Source material:
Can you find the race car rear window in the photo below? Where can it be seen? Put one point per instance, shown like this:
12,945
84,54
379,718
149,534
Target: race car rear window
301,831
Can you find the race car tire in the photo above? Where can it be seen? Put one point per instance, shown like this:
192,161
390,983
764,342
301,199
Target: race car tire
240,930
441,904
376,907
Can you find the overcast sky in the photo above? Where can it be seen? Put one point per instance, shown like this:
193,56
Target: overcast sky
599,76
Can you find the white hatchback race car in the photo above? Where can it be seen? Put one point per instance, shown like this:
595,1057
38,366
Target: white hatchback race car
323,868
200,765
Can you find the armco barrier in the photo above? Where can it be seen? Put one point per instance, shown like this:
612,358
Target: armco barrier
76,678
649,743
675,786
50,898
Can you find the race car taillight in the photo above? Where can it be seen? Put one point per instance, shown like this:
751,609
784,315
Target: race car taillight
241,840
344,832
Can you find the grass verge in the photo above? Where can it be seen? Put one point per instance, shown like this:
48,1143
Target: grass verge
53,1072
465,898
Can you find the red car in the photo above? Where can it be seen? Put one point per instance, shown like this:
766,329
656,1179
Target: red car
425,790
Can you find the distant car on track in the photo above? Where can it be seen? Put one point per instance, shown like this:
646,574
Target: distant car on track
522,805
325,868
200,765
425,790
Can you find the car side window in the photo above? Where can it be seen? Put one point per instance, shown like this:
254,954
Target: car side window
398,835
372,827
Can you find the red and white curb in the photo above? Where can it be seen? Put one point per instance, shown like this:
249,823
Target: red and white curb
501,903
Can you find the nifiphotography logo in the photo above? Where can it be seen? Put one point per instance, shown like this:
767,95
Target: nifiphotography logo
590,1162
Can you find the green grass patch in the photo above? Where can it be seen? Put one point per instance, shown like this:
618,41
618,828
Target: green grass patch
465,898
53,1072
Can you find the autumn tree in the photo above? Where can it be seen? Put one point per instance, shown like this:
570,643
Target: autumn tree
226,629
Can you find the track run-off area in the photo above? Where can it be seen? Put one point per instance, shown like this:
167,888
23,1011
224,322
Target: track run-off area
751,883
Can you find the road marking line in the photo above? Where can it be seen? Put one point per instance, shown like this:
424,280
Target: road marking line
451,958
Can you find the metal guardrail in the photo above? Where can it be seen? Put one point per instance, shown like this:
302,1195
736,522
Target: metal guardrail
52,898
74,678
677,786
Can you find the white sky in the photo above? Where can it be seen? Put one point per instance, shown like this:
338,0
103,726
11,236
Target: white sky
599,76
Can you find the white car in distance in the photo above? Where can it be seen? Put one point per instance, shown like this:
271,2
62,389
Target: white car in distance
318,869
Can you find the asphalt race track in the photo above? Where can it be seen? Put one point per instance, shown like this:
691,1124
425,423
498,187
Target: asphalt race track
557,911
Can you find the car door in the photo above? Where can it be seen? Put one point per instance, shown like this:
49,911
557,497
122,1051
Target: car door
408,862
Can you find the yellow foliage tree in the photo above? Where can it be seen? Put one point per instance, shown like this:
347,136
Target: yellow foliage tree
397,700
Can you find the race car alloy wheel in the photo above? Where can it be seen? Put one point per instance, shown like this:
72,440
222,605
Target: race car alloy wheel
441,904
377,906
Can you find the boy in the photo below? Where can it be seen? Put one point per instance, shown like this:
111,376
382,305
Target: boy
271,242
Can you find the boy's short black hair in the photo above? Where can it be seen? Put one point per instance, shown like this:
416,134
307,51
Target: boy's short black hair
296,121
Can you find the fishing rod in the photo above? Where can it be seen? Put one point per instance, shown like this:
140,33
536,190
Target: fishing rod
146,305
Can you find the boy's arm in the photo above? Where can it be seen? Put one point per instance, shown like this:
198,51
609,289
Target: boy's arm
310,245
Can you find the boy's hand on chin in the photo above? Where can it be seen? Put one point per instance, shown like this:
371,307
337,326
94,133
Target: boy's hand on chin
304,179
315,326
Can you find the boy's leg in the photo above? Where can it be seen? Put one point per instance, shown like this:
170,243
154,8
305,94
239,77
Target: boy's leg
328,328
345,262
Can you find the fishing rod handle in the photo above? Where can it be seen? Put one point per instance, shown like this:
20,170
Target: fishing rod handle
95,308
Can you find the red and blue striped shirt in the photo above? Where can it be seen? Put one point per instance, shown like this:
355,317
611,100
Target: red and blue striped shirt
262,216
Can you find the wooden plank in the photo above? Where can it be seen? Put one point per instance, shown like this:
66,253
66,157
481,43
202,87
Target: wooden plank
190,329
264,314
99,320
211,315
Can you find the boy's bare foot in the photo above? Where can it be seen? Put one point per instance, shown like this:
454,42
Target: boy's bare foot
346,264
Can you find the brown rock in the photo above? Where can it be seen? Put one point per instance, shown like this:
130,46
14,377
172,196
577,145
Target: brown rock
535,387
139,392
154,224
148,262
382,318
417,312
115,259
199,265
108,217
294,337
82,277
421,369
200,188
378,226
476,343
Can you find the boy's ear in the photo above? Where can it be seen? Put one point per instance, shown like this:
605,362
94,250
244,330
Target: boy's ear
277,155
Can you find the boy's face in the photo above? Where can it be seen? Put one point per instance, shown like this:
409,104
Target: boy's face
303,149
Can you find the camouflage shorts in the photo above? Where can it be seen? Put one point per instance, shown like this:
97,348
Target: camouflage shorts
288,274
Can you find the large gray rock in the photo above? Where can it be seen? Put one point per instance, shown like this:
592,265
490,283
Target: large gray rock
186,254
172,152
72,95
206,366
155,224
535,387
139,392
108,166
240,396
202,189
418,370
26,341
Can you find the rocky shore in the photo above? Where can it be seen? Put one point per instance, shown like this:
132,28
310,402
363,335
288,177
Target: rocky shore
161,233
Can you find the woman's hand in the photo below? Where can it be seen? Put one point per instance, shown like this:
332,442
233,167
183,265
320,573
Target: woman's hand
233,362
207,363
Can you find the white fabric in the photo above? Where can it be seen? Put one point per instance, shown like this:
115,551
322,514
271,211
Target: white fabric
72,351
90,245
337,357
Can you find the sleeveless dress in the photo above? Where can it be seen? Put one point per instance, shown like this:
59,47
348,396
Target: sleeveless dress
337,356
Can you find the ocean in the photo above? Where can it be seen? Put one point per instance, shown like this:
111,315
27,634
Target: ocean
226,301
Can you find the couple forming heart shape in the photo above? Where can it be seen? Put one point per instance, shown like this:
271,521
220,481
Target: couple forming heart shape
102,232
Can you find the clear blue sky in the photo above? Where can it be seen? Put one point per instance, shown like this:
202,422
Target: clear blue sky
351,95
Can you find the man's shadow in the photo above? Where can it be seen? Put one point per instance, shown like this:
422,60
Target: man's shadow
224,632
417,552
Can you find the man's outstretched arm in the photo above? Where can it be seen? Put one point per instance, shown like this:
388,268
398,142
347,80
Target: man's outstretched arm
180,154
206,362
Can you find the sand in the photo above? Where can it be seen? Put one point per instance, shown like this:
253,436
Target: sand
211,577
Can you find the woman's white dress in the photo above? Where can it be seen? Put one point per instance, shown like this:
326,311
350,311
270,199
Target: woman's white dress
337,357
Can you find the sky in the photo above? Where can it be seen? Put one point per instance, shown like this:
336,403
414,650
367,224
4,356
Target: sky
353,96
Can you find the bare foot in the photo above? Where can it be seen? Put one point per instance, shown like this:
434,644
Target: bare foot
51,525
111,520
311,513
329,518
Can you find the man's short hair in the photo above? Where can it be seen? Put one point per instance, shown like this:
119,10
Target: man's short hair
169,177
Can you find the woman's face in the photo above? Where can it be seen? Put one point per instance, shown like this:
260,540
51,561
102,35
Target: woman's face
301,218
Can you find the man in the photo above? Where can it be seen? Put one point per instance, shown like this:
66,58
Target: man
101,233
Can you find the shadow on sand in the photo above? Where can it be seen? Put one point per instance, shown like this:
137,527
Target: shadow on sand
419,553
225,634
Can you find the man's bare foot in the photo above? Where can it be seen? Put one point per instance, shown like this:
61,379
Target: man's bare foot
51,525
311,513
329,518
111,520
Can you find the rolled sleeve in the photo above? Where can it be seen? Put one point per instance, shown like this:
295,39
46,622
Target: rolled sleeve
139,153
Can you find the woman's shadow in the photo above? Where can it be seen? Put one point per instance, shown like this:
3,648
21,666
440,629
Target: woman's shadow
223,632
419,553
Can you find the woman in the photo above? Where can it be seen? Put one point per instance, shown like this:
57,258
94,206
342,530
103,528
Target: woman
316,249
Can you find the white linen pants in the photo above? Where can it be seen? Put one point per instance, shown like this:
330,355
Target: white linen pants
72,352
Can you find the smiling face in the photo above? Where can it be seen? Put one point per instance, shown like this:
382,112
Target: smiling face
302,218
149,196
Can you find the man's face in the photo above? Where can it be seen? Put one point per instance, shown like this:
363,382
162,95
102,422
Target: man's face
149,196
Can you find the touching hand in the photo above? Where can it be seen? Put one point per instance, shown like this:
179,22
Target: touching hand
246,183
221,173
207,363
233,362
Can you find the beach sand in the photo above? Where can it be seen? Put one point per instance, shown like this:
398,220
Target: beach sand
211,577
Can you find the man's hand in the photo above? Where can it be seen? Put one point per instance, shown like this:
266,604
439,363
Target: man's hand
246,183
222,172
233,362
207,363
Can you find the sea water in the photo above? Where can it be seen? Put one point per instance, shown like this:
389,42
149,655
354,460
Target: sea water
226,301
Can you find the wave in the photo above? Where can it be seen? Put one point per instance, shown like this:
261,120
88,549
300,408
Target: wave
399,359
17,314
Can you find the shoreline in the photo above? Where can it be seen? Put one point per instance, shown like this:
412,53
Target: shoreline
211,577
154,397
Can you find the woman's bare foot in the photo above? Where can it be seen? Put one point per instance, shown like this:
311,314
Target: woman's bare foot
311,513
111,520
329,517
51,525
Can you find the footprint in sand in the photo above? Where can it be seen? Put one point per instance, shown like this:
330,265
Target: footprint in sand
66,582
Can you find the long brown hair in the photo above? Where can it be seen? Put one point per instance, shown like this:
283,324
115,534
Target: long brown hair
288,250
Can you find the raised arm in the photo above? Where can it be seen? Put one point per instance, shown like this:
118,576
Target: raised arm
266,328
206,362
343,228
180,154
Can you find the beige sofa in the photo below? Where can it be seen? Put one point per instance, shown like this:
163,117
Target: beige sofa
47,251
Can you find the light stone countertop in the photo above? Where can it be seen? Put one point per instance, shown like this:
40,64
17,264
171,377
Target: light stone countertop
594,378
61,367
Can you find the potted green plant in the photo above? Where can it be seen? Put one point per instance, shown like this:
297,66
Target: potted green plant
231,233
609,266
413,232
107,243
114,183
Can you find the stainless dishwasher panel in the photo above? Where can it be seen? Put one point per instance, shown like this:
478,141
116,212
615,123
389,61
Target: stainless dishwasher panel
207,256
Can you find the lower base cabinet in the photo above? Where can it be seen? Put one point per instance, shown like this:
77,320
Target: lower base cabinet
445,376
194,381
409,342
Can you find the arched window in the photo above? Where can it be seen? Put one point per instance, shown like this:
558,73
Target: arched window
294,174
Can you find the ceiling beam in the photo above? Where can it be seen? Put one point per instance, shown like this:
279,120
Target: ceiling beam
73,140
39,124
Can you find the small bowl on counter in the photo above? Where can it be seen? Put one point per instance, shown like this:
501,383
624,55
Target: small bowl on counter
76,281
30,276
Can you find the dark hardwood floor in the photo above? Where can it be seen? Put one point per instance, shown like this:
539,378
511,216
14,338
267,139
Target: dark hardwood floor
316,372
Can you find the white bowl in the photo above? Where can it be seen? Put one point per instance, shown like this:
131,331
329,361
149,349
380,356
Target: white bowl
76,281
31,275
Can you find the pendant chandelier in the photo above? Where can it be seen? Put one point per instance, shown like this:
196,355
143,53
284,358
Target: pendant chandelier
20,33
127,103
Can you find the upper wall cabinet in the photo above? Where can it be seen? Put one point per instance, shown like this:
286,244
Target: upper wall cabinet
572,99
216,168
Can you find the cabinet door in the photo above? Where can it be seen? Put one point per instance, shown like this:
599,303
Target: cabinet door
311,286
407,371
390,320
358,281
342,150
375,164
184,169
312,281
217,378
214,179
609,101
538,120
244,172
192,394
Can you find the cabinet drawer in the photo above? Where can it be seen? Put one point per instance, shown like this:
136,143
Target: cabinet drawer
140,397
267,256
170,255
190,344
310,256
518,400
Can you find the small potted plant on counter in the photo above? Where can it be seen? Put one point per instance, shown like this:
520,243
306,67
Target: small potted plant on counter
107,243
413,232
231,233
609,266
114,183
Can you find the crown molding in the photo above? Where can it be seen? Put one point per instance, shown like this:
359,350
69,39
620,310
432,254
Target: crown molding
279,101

Exercise description:
Whenever a line in the listing above includes the word "below", return that line.

Answer section:
Can you find the race car rear window in the photo below? Where can it be seen? Put one point per instance, shown like this:
Can you find the boy in the photo below? Where can it be seen? Put one point per instance, shown like this:
Can you find the woman's hand in the photo below? Where can it be seen? Put one point per instance, shown like this:
Can you find the beige sofa in the photo below? Where can it be seen? Put one point per instance, shown like this:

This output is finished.